Within the listing below, how many lines hold "target"? Reply with that number and no other text.
-------- DATA PROVIDED
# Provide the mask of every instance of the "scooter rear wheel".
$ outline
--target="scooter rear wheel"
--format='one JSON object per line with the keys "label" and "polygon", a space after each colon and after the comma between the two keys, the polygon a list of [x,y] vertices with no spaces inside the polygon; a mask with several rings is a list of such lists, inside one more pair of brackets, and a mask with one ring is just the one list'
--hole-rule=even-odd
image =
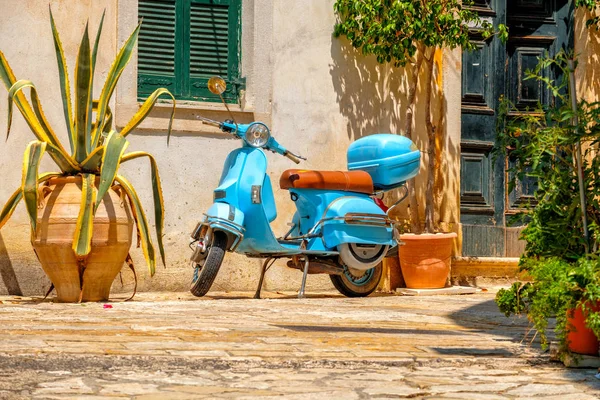
{"label": "scooter rear wheel", "polygon": [[210,290],[223,263],[226,246],[227,235],[223,232],[215,232],[204,264],[196,264],[196,268],[194,269],[194,277],[192,278],[192,286],[190,287],[190,292],[194,296],[202,297]]}
{"label": "scooter rear wheel", "polygon": [[359,271],[344,266],[342,275],[329,275],[333,286],[346,297],[366,297],[373,293],[381,276],[383,275],[383,264],[366,271]]}

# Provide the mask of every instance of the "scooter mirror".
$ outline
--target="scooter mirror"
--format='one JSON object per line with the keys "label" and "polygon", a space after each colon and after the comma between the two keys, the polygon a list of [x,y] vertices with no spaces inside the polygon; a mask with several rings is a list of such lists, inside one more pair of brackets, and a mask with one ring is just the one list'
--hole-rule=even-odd
{"label": "scooter mirror", "polygon": [[221,95],[227,89],[227,84],[225,83],[225,79],[220,76],[213,76],[208,80],[208,90],[212,94]]}

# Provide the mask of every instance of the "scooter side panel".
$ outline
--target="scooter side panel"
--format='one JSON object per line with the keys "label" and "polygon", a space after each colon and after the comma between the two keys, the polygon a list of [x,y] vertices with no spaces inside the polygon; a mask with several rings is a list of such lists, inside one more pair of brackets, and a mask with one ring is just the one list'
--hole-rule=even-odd
{"label": "scooter side panel", "polygon": [[[371,198],[339,198],[329,206],[326,216],[337,217],[346,214],[375,214],[384,216],[385,213]],[[392,227],[348,224],[343,220],[332,220],[324,223],[323,241],[327,247],[337,247],[341,243],[396,245]]]}
{"label": "scooter side panel", "polygon": [[[298,227],[293,235],[308,233],[321,219],[343,217],[348,213],[385,215],[366,194],[315,189],[292,189],[290,192],[298,196],[298,212],[294,220]],[[340,243],[396,244],[392,229],[383,226],[352,225],[343,220],[330,220],[324,222],[318,231],[322,233],[322,240],[312,240],[308,249],[335,250]]]}

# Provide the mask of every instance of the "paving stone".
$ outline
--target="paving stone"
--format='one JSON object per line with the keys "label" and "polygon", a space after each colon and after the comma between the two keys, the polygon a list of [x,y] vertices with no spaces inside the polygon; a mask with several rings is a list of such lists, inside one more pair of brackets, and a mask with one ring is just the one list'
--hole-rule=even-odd
{"label": "paving stone", "polygon": [[521,397],[534,397],[544,396],[547,398],[551,395],[566,395],[577,392],[577,389],[573,385],[550,385],[550,384],[538,384],[530,383],[528,385],[521,386],[517,389],[509,390],[506,394],[510,396],[521,396]]}
{"label": "paving stone", "polygon": [[499,393],[503,392],[507,389],[514,388],[518,386],[518,383],[508,383],[508,382],[495,382],[495,383],[471,383],[471,384],[461,384],[461,385],[437,385],[431,386],[428,390],[431,393]]}
{"label": "paving stone", "polygon": [[429,394],[426,390],[414,388],[408,385],[396,386],[396,385],[385,385],[384,387],[367,388],[363,390],[364,393],[370,396],[395,396],[395,397],[415,397],[424,396]]}
{"label": "paving stone", "polygon": [[[445,393],[442,395],[439,395],[440,398],[443,399],[456,399],[456,400],[505,400],[508,399],[509,397],[505,397],[505,396],[501,396],[499,394],[492,394],[492,393]],[[427,398],[428,400],[430,400],[431,398]]]}
{"label": "paving stone", "polygon": [[156,393],[158,392],[158,386],[149,383],[137,383],[137,382],[127,382],[127,383],[115,383],[111,385],[103,385],[100,390],[101,395],[129,395],[135,396],[140,394],[147,393]]}
{"label": "paving stone", "polygon": [[83,378],[71,378],[57,380],[54,382],[44,382],[39,384],[40,388],[36,389],[34,395],[41,394],[92,394],[94,390],[83,382]]}

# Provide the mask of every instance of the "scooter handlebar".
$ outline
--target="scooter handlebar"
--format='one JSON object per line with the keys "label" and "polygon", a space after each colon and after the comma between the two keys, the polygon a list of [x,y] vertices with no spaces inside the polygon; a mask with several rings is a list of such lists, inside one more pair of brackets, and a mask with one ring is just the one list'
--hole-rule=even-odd
{"label": "scooter handlebar", "polygon": [[286,156],[287,158],[289,158],[290,160],[292,160],[293,162],[295,162],[296,164],[300,164],[300,158],[296,157],[294,154],[290,153],[289,151],[286,150],[285,153],[283,153],[284,156]]}

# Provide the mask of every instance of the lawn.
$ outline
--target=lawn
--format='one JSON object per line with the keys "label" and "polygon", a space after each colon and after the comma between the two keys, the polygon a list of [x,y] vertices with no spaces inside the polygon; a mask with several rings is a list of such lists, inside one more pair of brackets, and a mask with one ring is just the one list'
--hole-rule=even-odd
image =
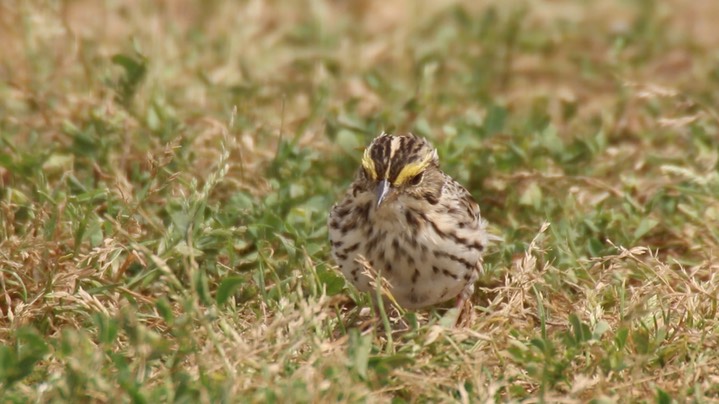
{"label": "lawn", "polygon": [[[2,401],[718,400],[716,21],[1,2]],[[503,240],[458,327],[381,321],[331,260],[383,130],[429,138]]]}

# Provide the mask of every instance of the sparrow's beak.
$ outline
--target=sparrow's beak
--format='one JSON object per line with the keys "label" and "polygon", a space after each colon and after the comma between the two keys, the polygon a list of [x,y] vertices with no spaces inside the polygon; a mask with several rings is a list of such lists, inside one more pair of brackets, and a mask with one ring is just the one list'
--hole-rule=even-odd
{"label": "sparrow's beak", "polygon": [[382,180],[377,184],[377,188],[375,188],[375,196],[377,197],[377,207],[382,204],[382,201],[384,201],[384,198],[387,197],[390,191],[390,185],[389,181]]}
----------------
◆ ANSWER AREA ◆
7